— Extract to read —
────────────────────────────────────────

For the specific case of our workshop, we will take into account the following:
- The images have been downloaded using the EOTDL and are each in the same folder, so as `item_parser` we will use `UnestructuredParser`.
- In this case we do not want to extract bands from the image as assets, so as `asset_generator` we will use `STACAssetGenerator`, which is the default option.
- As said, although the images do not have labels in their filenames we can use the `LabeledStrategy`, as all the images filenames are `boadella_<id>`.

In [None]:
from eotdl.curation.stac.stac import STACGenerator
from eotdl.curation.stac.assets import STACAssetGenerator
from eotdl.curation.stac.parsers import UnestructuredParser
from eotdl.curation.stac.dataframe_labeling import LabeledStrategy

stac_generator = STACGenerator(item_parser=UnestructuredParser, 
                               assets_generator=STACAssetGenerator, 
                               labeling_strategy=LabeledStrategy,
                               image_format='tif'
                               )

In [None]:
df = stac_generator.get_stac_dataframe('data/sentinel_2')
df.head()

It looks good! We have all we need to generate the STAC metadata. We only have to give the catalog an `id`, a `description` and an `output_folder`!

In [None]:
stac_generator.generate_stac_metadata(id='jaca-dataset',
                                      description='Jaca dataset',
                                      output_folder='data/sentinel_2_stac')

────────────────────────────────────────

— Data supplied —
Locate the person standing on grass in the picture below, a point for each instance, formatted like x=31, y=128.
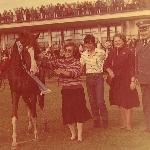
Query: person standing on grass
x=121, y=71
x=93, y=59
x=74, y=110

────────────────────────────────────────

— Requests —
#1 Transcribe the notebook excerpt from "- In this case" up to and including "the default option.".
#2 Please rewrite every one of the rows with "grass" replaced by "sand", keeping everything else the same and omitting the pictures.
The rows and the notebook excerpt are unrelated material.

— Final answers —
#1
- In this case we do not want to extract bands from the image as assets, so as `asset_generator` we will use `STACAssetGenerator`, which is the default option.

#2
Locate the person standing on sand in the picture below, a point for each instance, formatted like x=31, y=128.
Query: person standing on sand
x=121, y=71
x=93, y=59
x=74, y=110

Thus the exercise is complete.